(Position annotation records)
========================================================================

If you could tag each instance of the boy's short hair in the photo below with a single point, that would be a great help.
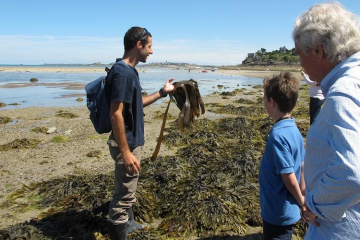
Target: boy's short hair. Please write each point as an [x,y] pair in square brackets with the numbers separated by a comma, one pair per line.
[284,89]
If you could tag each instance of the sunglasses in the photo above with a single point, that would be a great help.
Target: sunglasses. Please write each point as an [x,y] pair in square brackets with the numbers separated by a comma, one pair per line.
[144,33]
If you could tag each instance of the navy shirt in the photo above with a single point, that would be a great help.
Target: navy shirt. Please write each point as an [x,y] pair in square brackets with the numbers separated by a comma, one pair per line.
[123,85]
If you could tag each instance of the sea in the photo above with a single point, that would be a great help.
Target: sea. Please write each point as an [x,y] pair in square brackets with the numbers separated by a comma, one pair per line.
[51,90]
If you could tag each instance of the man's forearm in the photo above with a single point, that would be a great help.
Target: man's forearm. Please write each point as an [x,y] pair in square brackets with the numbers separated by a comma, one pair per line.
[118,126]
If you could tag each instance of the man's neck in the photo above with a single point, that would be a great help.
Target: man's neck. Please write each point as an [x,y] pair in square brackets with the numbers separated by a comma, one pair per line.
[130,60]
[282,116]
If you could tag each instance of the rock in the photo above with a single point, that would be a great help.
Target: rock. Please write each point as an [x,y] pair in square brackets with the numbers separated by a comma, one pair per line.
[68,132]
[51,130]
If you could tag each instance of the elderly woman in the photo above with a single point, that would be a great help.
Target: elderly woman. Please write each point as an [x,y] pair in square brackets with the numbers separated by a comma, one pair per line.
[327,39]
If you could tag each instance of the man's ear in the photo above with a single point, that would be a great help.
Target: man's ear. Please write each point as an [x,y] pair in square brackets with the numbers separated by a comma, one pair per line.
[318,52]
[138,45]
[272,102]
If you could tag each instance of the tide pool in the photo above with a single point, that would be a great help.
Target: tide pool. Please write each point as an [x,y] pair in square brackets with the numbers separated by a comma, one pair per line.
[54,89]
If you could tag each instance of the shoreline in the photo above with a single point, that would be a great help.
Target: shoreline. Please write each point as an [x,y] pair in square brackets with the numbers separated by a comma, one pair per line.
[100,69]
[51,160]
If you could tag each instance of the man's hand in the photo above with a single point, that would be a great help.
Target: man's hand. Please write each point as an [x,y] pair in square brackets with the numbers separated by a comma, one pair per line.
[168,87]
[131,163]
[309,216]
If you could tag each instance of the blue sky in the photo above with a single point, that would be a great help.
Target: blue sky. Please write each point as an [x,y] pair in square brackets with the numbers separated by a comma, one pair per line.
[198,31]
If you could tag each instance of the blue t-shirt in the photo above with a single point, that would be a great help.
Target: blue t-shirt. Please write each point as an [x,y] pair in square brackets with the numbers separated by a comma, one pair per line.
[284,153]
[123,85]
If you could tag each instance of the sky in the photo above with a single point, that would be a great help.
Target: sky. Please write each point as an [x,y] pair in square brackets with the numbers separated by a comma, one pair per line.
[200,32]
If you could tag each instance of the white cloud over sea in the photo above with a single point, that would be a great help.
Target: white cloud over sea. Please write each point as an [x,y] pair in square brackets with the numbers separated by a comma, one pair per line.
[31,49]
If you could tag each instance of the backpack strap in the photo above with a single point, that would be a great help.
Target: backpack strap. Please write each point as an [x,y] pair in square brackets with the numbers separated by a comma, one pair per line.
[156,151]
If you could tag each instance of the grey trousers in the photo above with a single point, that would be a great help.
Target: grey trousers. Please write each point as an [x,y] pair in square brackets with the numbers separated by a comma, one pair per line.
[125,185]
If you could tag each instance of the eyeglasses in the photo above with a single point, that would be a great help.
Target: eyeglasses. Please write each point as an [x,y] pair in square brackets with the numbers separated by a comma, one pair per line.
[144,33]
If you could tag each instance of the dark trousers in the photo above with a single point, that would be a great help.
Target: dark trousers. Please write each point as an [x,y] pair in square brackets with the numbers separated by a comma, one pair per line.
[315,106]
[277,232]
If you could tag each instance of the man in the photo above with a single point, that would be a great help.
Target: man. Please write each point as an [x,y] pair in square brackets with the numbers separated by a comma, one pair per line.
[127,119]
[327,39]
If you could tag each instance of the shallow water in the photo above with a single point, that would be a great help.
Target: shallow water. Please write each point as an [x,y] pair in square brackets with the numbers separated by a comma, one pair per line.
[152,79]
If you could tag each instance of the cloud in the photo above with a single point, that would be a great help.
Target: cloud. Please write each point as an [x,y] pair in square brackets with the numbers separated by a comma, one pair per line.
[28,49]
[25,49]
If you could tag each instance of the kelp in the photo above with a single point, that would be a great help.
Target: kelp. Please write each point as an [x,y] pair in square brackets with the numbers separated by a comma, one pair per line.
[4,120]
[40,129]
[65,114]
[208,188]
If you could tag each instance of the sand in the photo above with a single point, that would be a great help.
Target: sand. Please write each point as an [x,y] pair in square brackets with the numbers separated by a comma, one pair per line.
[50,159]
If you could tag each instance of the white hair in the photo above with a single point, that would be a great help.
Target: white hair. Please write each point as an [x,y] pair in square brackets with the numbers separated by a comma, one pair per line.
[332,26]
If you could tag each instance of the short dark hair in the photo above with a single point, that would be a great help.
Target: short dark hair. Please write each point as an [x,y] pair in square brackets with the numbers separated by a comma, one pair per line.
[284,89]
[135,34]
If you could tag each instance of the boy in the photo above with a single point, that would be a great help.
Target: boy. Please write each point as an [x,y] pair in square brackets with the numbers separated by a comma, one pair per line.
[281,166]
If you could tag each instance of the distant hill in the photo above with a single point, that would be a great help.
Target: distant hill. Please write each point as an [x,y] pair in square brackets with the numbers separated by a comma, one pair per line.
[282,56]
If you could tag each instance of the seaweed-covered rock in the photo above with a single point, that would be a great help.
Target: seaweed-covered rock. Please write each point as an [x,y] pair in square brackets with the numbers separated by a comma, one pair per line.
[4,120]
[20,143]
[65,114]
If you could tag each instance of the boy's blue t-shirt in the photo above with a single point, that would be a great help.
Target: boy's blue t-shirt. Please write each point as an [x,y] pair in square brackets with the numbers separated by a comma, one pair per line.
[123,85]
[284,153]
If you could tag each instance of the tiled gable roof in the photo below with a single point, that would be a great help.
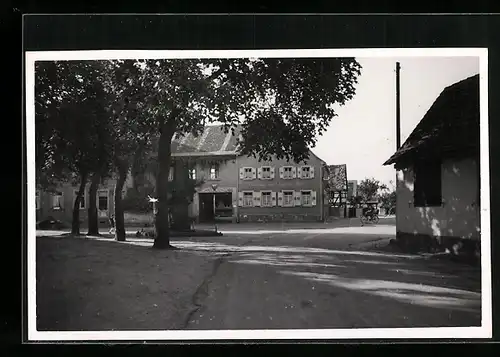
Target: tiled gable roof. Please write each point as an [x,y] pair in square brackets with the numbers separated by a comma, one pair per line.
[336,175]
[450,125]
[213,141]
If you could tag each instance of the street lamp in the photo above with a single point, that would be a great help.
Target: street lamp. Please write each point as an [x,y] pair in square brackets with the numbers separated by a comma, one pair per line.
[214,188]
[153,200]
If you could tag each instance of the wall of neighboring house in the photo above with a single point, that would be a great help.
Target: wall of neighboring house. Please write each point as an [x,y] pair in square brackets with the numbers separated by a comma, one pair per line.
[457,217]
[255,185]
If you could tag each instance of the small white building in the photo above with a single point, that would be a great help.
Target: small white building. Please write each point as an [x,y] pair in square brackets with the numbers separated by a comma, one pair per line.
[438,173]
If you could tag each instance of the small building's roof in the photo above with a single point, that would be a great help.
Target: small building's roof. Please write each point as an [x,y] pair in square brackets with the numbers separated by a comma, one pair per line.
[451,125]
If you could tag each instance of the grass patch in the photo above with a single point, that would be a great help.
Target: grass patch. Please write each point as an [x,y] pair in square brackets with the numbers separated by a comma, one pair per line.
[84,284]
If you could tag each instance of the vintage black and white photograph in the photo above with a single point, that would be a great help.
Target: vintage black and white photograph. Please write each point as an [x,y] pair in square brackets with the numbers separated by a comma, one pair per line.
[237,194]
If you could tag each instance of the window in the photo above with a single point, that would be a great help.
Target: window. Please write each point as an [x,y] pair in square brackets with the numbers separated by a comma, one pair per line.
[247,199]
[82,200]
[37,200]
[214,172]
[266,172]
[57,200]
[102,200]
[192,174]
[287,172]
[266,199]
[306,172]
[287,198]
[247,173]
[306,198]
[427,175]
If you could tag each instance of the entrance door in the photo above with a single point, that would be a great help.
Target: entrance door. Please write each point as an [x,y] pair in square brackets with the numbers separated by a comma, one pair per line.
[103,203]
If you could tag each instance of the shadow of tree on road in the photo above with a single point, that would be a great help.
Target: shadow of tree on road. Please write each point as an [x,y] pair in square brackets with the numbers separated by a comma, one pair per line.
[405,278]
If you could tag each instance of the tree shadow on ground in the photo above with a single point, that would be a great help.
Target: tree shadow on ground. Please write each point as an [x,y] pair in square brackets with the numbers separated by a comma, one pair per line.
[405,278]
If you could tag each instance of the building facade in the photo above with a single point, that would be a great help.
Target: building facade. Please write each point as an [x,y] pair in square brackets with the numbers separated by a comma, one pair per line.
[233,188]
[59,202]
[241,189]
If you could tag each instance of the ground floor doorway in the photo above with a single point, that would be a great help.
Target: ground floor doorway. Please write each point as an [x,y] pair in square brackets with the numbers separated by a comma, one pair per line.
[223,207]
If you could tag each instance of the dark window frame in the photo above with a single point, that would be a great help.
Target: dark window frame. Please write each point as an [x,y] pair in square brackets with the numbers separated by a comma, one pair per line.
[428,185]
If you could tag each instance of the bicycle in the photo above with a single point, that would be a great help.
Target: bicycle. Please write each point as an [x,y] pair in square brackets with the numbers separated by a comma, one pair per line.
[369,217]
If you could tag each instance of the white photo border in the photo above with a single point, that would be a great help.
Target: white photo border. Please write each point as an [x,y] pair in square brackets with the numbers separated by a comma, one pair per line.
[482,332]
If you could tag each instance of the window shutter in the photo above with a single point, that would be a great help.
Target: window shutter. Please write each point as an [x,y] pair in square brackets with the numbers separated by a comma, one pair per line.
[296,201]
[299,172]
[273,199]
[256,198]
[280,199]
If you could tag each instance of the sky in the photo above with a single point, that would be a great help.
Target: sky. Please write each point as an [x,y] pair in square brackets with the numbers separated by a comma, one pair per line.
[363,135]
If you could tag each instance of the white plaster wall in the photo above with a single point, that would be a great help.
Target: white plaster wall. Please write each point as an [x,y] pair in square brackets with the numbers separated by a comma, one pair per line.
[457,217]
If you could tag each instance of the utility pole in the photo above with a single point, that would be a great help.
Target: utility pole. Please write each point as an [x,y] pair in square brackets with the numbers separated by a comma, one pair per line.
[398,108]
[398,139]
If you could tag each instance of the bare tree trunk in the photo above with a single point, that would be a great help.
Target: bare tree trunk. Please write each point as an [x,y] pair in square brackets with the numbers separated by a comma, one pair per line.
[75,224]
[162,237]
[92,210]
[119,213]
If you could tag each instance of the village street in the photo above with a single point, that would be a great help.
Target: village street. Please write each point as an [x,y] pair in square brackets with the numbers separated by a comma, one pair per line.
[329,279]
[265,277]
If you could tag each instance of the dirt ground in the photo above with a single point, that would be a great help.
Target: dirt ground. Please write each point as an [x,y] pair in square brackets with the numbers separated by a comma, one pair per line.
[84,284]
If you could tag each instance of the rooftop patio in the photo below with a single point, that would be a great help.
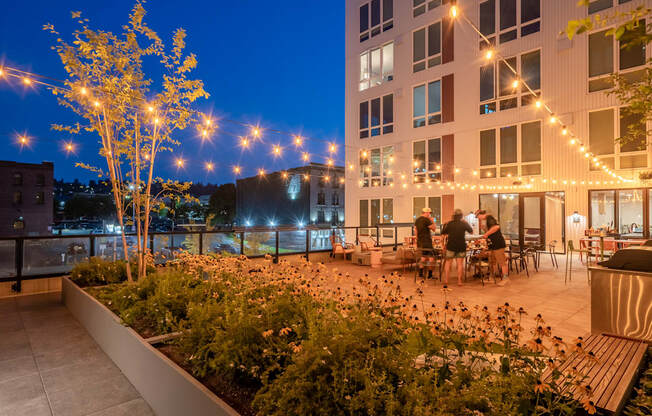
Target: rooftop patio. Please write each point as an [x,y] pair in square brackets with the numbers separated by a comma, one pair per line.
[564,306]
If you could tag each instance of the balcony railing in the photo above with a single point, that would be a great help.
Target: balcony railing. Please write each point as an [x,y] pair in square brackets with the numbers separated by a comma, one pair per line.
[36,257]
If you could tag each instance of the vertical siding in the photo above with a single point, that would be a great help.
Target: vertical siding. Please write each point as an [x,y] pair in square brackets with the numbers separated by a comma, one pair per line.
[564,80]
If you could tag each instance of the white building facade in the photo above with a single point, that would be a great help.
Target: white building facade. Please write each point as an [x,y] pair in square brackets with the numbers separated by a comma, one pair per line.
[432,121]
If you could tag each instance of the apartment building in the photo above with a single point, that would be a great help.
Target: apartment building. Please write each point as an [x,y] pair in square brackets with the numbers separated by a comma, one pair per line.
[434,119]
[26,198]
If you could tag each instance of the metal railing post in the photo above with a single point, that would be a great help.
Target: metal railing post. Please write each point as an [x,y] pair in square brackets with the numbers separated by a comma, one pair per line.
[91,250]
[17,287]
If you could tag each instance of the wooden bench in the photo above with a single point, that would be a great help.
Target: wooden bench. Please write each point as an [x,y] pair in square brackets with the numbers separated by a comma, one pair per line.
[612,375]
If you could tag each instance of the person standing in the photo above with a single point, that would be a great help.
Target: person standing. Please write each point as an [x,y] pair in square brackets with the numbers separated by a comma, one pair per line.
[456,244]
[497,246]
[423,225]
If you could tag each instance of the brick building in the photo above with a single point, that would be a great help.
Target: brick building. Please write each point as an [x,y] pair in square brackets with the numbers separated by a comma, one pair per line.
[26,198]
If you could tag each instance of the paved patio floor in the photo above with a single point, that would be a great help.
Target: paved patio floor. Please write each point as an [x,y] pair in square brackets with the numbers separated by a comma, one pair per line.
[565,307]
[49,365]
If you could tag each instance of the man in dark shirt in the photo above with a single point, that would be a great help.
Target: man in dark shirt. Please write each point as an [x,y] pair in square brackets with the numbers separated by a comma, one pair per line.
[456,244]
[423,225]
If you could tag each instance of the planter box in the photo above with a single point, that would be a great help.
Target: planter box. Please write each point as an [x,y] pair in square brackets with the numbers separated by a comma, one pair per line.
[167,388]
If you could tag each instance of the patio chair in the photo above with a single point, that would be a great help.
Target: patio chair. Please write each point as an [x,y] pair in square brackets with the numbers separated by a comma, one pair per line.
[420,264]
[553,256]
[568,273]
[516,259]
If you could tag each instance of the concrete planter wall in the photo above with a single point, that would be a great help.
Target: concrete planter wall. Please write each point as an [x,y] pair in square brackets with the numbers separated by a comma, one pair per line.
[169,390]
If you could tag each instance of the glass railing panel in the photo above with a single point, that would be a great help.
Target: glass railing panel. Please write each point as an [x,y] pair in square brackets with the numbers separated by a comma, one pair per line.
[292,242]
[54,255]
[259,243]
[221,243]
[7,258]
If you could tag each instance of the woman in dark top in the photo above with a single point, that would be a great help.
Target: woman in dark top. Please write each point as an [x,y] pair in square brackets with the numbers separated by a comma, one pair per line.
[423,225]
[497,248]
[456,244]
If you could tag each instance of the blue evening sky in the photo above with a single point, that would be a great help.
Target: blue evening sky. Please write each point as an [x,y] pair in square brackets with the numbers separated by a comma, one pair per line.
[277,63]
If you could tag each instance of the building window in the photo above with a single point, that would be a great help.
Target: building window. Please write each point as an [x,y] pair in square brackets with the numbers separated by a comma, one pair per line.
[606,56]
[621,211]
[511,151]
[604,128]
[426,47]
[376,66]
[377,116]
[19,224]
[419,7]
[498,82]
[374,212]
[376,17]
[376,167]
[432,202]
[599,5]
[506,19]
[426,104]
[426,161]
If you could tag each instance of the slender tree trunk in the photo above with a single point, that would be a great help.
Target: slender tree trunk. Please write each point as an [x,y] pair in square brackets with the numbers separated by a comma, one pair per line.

========================================================================

TASK INSTRUCTIONS
Update the rows in the stretch from the line containing "If you could tag each instance of the blue evening" through the end of the rows by changing "building window" to "apartment window". Leave everything else unchanged.

FINAL ANSWER
If you could tag each instance of the blue evening sky in the photo above with a single point, that would be a great help.
Target: blue evening sky. Please write each point as an [x,y] pair in square brackets with the numbers separated by a comma, one pair per line.
[277,63]
If you could tag each instance of the apartment window in the photo above with a single point, that would be a great help.
Target: apartment window. Please write each point as an [x,y] pair in square brackets with the numbers separated by a comma, one pair per line.
[606,56]
[621,211]
[511,151]
[604,128]
[426,47]
[376,66]
[377,116]
[19,224]
[419,7]
[498,82]
[374,212]
[376,17]
[376,167]
[432,202]
[599,5]
[506,19]
[426,104]
[426,161]
If you could tag each instance of the slender tree trunk in the photo above with a single point, that would be a great help.
Target: slender tree trunk. Please write each point as an [x,y] pair in square brackets with the numbers separated by a comma, one pair per line.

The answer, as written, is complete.